— Begin MATERIAL FOR THE TASK —

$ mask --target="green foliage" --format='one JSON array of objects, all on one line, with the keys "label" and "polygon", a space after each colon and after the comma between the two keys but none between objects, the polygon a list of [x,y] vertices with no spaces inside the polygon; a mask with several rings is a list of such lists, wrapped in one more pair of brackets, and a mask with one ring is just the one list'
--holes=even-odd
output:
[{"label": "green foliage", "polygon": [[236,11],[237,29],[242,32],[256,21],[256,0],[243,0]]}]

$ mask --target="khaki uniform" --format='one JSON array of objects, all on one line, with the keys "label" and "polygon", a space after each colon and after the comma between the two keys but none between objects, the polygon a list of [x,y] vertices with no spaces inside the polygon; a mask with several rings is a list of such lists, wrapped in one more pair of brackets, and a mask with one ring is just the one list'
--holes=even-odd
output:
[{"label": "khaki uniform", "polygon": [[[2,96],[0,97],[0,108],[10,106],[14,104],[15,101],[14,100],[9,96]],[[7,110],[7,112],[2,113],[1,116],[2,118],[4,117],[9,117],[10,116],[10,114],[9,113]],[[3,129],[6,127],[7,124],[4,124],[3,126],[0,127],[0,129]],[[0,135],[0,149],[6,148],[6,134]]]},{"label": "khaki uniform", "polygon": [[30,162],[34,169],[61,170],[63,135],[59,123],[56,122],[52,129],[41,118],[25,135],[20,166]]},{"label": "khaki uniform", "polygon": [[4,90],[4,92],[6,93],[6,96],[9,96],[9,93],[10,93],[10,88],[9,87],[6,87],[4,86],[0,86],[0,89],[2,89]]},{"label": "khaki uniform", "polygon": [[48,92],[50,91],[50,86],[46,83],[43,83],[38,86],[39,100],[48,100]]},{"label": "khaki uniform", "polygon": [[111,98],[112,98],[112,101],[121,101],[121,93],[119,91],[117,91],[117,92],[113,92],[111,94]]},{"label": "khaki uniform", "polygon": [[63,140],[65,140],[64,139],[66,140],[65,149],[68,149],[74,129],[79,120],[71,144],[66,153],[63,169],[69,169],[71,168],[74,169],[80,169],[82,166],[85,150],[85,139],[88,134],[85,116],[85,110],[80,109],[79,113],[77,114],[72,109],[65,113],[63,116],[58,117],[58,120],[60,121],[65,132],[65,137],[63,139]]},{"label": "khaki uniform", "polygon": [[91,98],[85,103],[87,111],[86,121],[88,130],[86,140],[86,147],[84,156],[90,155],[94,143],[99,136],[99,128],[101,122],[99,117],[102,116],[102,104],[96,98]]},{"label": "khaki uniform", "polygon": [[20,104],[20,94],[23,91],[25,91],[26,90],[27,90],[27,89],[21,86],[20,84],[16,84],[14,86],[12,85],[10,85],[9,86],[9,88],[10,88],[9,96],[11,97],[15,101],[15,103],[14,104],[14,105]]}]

— End MATERIAL FOR THE TASK —

* TASK REQUIREMENTS *
Filter the listing and copy out each line that contains the string "array".

* SOLUTION FOR THIS EXERCISE *
$ mask --target="green foliage" --format='one JSON array of objects, all on one line, with the keys "label" and "polygon", a space after each colon and after the comma between the two keys but none between objects, the polygon a list of [x,y] vertices with no spaces inside the polygon; a mask with several rings is a list of such lists, wrapped in one more pair of brackets, and a mask with one ring is just the one list'
$ mask --target="khaki uniform" --format='one JSON array of objects, all on one line, with the keys "label" and "polygon", a space after each colon and after the comma between the two keys but none between objects, the polygon a list of [x,y] vertices with no spaces inside the polygon; a mask with several rings is a list of such lists, wrapped in one more pair of brackets, and a mask with one ring is just the one list'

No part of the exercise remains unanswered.